Didem Öztabak’tan Yeni Kitap: Bilge Ay Cesur Güneş
Dengeli Dişil Alanda mısınız yoksa pasif ya da yıkıcı bir alanda mı? Didem Öztabak yeni kaleme aldığı Bile Ay Cesur Güneş kitabında hangi alanlarda olduğunuzu anlamanıza yarayacak bilgileri ve merkeze gelmenin de reçetelerini veriyor….
Kişisel Gelişim Uzmanı ve Hindolog Didem Öztabak kaleme aldığı “Bilge Ay Cesur Güneş” adlı kitabında dengede bir yaşam için yapabileceklerimizi anlatıyor.
Tara Kitap’tan çıkan Bilge Ay Cesur Güneş, Yin-Yang, Karanlık-Aydınlık, Soğuk-Sıcak, Güneş-Ay gibi kavramlardan yola çıkarak Eril ve Dişil Alanların yaşamımızdaki yerini gösteriyor.
Uzun yıllardır sistemini kendi oluşturduğu eğitimler ve atölyeler düzenleyen Didem Öztabak, Eril ve Dişil Enerji Alanlarının yaşamımızın hemen her bölümüne etkilerini kitabında ele alıyor.
Tara Kitap etiketiyle yayımlanan kitapta Öztabak, uygulama önerileriyle yaşamda Eril ve Dişil alanları nasıl dengeleyebileceğimizi hem samimi hem de anlaşılır bir dille ortaya koyuyor. Meslekler, Sempatik ve Parasempatik Sinir Sistemi, İlişkiler, Frekanslar, Tavırlar ve Mevsimler gibi 18 bölümden oluşan kitabın, “Denge arayışımızda yol gösterici olması niyetiyle bir çalışma kitabı,” olarak yazıldığını belirtiyor Öztabak.

__Alıştırma görevi 1__
Kitap tanıtımına göre kısaca yanıtlayın:
(a) "Bilge Ay Cesur Güneş" hangi yayınevinden çıkmıştır?
(b) Kitap kaç bölümden oluşmaktadır?
(c) Didem Öztabak hangi iki unvanla tanıtılmaktadır?
__Alıştırma görevi 2__
Kitap tanıtımını son cümlesinden sonra aynı üslupla sürdürün.

__Verilen malzeme__
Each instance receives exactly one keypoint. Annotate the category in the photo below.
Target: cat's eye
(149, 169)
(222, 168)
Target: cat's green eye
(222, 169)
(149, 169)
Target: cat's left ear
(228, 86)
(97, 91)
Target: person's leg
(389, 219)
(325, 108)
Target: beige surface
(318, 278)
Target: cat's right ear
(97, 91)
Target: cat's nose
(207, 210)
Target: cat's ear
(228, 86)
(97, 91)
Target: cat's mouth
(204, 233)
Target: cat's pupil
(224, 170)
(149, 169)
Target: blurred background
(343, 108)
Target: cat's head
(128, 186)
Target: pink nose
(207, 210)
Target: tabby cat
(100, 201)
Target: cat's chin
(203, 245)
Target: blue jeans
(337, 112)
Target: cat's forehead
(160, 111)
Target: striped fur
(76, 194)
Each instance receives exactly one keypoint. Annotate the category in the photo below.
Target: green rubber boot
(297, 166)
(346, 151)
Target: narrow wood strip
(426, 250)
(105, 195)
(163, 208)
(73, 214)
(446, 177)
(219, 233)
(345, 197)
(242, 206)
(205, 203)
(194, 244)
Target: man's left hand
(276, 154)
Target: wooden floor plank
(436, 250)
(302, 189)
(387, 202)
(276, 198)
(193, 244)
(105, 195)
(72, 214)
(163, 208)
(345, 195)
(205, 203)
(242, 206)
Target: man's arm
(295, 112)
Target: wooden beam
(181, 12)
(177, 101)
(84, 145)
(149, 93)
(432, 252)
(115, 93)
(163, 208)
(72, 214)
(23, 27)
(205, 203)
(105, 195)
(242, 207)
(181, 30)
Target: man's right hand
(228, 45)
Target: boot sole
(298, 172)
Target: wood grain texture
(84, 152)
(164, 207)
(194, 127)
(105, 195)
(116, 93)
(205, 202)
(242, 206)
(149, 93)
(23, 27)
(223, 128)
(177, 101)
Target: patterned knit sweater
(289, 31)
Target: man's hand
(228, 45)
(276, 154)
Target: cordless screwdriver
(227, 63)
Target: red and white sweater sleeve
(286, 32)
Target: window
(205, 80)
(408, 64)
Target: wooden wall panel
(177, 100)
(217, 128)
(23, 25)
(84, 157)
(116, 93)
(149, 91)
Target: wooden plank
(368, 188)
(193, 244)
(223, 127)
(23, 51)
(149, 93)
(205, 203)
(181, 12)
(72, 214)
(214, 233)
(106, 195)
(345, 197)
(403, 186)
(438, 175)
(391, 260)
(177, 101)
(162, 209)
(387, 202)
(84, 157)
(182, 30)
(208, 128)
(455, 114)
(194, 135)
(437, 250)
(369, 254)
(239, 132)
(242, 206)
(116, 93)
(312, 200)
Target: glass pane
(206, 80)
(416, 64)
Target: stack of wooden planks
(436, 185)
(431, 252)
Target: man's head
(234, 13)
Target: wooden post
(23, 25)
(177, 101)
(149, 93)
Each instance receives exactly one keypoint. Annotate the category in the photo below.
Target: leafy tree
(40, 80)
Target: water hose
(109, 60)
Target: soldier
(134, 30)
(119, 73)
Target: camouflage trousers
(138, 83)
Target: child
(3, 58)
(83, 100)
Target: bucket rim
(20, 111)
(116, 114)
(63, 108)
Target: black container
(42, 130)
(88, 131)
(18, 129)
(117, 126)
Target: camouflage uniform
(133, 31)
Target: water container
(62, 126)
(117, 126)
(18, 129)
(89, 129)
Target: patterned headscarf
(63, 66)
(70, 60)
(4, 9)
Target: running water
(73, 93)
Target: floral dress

__Doğru yanıt 1__
(a) Tara Kitap
(b) 18 bölüm
(c) Kişisel Gelişim Uzmanı ve Hindolog

__Doğru yanıt 2__
Bilge Ay Cesur Güneş, konunun teorisi kadar pratiğini de ön plana çıkararak hayata bakışımızı, ilişkilerimizi, fiziksel sağlığımızı, ruh, zihin ve beden dengemizi olumlu yöne evirebilecek uygulama önerilerini de kapsayan bir kitap. Didem Öztabak’ın danışanlarının sorduğu sorulara verdiği cevapların yanı sıra, görsellerle detaylı olarak anlatılan yin-yang yoga uygulamaları da okurlar için rehber niteliğinde olacak kitapta ön plana çıkıyor.
Didem Öztabak ile yeni kitabını konuştuk…
Kitabın ana konusu olan Eril-Dişil dengesi ne demek? Bunu biraz özetle anlatır mısınız?
Eril- Dişil dengesi bence bir varoluş yasası. Zıtlıkları anlatan bir bakış açısı. Aydınlık olmadan karanlık, karanlık olmadan aydınlık olmaz gibi…Benim bu sisteme yaklaşımımda uçların ötesinde ortada kaynaşık birbirinin içinden akan bir alan var diyorum. Burada Dengeli Dişil ve Dengeli Eril Alan birbirinin içinden akarak bir tavır oluşturuyor. Bu alanı merkez alan olarak adlandırıyorum. Bir de merkezden sapan Yıkıcı Eril ve Pasif Dişil Alan olarak adlandırdığım sapma alanları var. Tüm sistem bu sapma alanlarından hangi çalışma yöntemleri ile merkeze dönebileceğimiz üzerine kurulu.
“Yıkıcı eril alana sapan kişi hep “Bir şeyler yaparsam değerliyim” hissi taşır. Değerini dışarıdan alma çabası enerjisini tüketir. Bunu farketmek için gereken yavaşlama hali Yıkıcı Eril alanda yeteri miktarda değildir.”
Siz bu alanda eğitimler vermeye nasıl başladınız?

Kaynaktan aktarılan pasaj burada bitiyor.